- **Written instruction**
Please give back only the material starting with the line that contains "You are given" and going on through the line that contains "[[447, 252]]", changing "unicorn eye" to "unicorn horn" and leaving everything else as it is.

- **Data rows**
^^^^^^^^^^^^^^^^

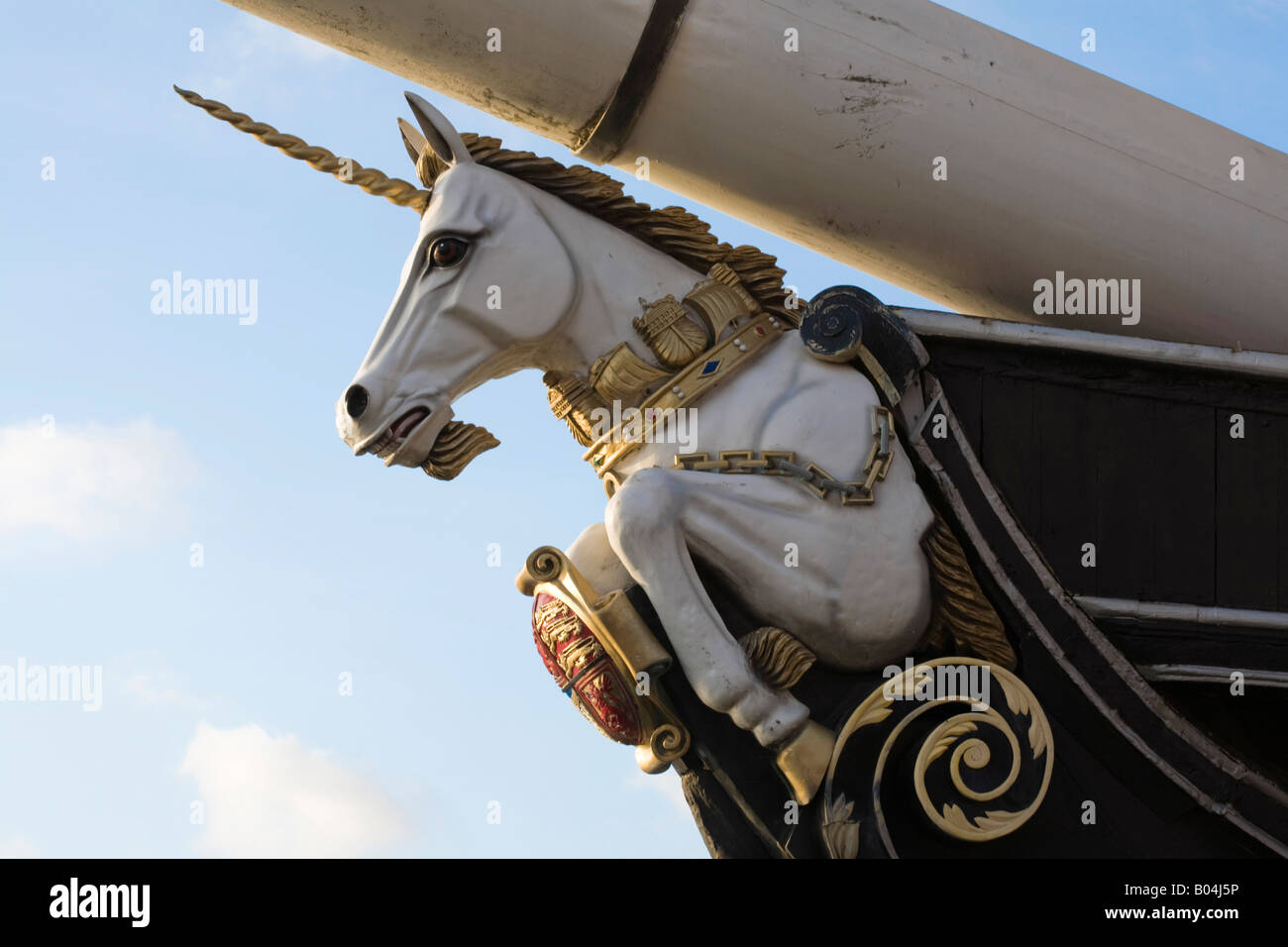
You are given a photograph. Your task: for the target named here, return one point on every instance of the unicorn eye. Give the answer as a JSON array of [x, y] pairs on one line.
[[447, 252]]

^^^^^^^^^^^^^^^^

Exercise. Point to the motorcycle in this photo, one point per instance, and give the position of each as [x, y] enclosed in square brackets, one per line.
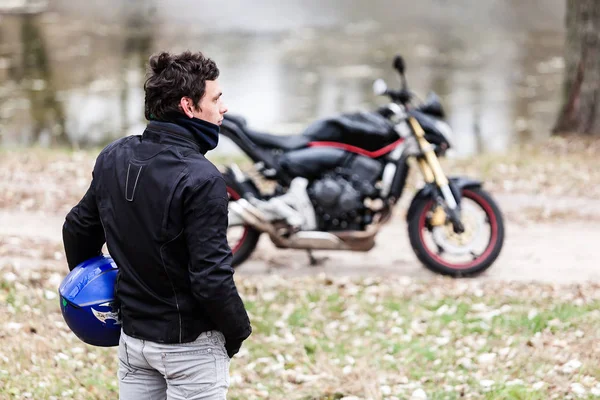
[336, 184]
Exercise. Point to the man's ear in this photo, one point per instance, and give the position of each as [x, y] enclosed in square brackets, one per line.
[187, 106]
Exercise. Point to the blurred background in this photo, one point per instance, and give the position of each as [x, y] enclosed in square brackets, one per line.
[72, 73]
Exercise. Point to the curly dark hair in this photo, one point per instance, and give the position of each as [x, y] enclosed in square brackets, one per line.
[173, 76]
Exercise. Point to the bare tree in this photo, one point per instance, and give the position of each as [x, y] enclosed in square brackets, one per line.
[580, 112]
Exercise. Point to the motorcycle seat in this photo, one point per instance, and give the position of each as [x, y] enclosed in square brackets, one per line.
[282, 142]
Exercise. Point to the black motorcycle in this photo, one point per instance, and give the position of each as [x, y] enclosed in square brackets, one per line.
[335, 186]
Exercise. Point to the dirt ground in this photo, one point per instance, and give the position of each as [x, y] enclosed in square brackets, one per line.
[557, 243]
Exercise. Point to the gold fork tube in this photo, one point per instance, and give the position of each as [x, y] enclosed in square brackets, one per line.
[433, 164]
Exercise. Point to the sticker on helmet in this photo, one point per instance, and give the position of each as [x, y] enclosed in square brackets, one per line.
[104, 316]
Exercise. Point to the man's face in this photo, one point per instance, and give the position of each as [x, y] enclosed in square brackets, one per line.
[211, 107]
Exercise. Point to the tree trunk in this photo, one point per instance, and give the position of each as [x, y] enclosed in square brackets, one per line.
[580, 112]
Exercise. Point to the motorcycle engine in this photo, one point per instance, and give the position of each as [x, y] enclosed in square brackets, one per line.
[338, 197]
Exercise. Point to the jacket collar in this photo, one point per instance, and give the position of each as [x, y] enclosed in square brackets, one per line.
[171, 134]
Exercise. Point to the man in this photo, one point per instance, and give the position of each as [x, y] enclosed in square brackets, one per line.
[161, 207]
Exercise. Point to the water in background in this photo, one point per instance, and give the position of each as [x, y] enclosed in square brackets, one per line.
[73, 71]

^^^^^^^^^^^^^^^^

- **Solution to the problem**
You are given a photograph. Your task: for the target named here, return one point on every instance of the unicorn horn. Give the answer as a JSON array of [x, y] pairs on one line.
[[447, 252]]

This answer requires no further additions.